▶ [WRITTEN REQUEST]: The records should be written out in full, with nothing altered.

▶ [TASK INPUT]:
((

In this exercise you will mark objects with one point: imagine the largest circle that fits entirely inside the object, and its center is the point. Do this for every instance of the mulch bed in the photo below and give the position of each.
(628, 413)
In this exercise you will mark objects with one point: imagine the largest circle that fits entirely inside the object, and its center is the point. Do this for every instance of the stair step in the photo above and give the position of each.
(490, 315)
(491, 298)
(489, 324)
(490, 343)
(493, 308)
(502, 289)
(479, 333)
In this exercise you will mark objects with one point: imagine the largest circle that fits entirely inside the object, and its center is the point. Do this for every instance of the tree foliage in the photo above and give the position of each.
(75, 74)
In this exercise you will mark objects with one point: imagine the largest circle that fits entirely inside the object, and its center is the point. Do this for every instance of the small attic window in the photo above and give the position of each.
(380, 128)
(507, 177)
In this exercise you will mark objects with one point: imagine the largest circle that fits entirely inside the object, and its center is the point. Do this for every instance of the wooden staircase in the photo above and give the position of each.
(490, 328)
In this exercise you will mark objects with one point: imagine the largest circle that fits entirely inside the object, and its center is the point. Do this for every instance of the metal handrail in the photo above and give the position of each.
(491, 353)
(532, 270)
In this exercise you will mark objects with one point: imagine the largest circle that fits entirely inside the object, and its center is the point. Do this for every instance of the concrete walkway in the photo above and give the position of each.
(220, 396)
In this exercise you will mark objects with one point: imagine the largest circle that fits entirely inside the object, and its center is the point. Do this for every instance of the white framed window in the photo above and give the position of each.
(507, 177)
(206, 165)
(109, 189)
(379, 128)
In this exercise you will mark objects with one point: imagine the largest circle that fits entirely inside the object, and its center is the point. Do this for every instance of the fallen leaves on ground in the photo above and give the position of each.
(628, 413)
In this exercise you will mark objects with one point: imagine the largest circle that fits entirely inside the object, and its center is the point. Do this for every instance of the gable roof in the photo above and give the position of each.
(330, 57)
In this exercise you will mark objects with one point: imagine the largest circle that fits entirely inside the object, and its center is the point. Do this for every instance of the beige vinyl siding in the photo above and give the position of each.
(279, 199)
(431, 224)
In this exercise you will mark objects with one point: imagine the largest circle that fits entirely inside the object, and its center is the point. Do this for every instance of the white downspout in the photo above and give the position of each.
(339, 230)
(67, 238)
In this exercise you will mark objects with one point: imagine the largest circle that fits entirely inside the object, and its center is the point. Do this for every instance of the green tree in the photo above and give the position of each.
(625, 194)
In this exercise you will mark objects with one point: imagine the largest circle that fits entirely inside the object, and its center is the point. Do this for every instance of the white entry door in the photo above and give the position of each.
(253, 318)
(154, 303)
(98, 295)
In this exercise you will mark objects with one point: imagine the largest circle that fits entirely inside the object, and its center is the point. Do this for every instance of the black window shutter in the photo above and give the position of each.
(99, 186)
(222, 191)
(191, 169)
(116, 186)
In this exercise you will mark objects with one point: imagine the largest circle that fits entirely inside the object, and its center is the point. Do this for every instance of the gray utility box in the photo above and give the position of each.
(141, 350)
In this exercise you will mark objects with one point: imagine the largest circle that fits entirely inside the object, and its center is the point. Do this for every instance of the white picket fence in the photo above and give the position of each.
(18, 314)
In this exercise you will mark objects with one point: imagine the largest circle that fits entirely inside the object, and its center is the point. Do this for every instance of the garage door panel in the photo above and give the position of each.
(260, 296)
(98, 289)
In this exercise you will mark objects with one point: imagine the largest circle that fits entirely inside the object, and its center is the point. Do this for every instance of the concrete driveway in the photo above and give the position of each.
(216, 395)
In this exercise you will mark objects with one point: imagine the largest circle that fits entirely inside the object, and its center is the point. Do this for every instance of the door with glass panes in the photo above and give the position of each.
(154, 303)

))

▶ [WRITTEN SOLUTION]:
In this exercise you will mark objects with one point: imagine the largest circle that fits entirely inside the object, and its center is the point. Do this for every instance of the mulch bed in the photo below and give the position of each.
(628, 413)
In this exercise you will mark objects with one point: imagine the largest circle that fits entirely inside the object, and its center is the point. Do this for every instance of the stair step in the photo above and give the position of each.
(490, 315)
(491, 298)
(489, 324)
(490, 343)
(493, 308)
(502, 289)
(479, 333)
In this exercise you will mark objects with one point: imagine the largest circle that fits entirely inside the object, and its center is the point. Do this for every instance of the tree foliage in the photo above and give the position of each.
(75, 74)
In this exercise you will mark objects with one point: imagine the largest circle that fits entirely inside the object, and its center is the point. Do this for every instance of the small attic window in the photo above and give the position of each.
(380, 128)
(507, 177)
In this exercise you will mark objects with one point: imagine the largest circle that fits entirely inside the object, and its center is the point. Do this for every instance of the wooden staircase in the photo above and give the position of each.
(490, 328)
In this exercise you will mark objects with one point: imagine the largest circle that fits entirely inside the object, and its center is the point. Do this for every instance of the metal handrail in the photo above and give the position of each.
(491, 353)
(532, 270)
In this exercise you will mark objects with one point: imagine the largest circle that fits entirely inside the object, and its center is the point. Do this for every instance of the concrete walkway in the photo above and give the position of each.
(220, 396)
In this exercise you will mark objects with one point: imagine the largest circle that fits entirely inside the object, and its center is the point. Do this for every instance of the white framed window in the photo above and give the position of each.
(507, 177)
(206, 165)
(109, 189)
(379, 128)
In this exercise you will mark objects with one point: imagine the largest circle that fits entirely inside the object, and its center is the point. Do this for every instance of the fallen leaves on ground in the photo above and give the position of each.
(628, 413)
In this exercise you will mark objects with one point: imagine the largest circle that fits entirely inside the object, and its center is the point. Do this for every instance of the gable roof in the photo above and give the position of each.
(330, 57)
In this exercise you will mark objects with one point: imagine the largest circle that fits entirely inside the object, and its center is the point. Do this for every instance of the beige vinyl siding in the photo above and give the position of each.
(279, 199)
(431, 224)
In this exercise you will mark objects with one point: imagine the largest circle that fits entirely inside the object, and its center is the point. Do this for every instance of the white downspout in the photo above and give the position of each.
(339, 230)
(67, 238)
In this exercise you will mark objects with one point: imagine the largest circle that fits entirely inside the object, and its center is the point. Do this for every instance of the green tree in the photo above and give the position of each.
(625, 194)
In this exercise you will mark objects with one point: imagine the largest circle that fits entirely inside the object, and its center is the point. Do this for every instance of the white entry door in the photo above and give the position of each.
(253, 318)
(154, 303)
(98, 295)
In this exercise you will mark objects with one point: imagine the largest circle that fits entirely inside the object, and its center is the point. Do this for every instance of the black window shutter in the photo above and give the position of each.
(99, 186)
(222, 191)
(191, 169)
(116, 186)
In this exercise you will mark objects with one point: imagine the largest circle that fits entirely inside the object, and its center is the point. Do this for every instance of the gray utility box in the photo above and give the position of each.
(141, 350)
In this exercise you will mark objects with one point: imagine the largest circle that fits entirely inside the object, and its center is the point. Do this for every instance of the white picket fence in the photo above and give the position of each.
(18, 314)
In this exercise you will mark objects with one point: imagine the largest circle that fits entirely inside the object, and its center is the point. Do this for every instance of the garage door panel in the photo above and give the position of each.
(260, 296)
(98, 289)
In this exercise you will mark objects with one point: imagine the largest circle that fits entirely inside the object, and its center is the point. Do this for every instance of the concrete driveway in the photo above and give the position of each.
(216, 395)
In this exercise you will mark objects with one point: imagine the largest circle that fits entirely inside the object, and its center is the point. Do this for every instance of the door with glass panes in the photo above and give the position of each.
(154, 303)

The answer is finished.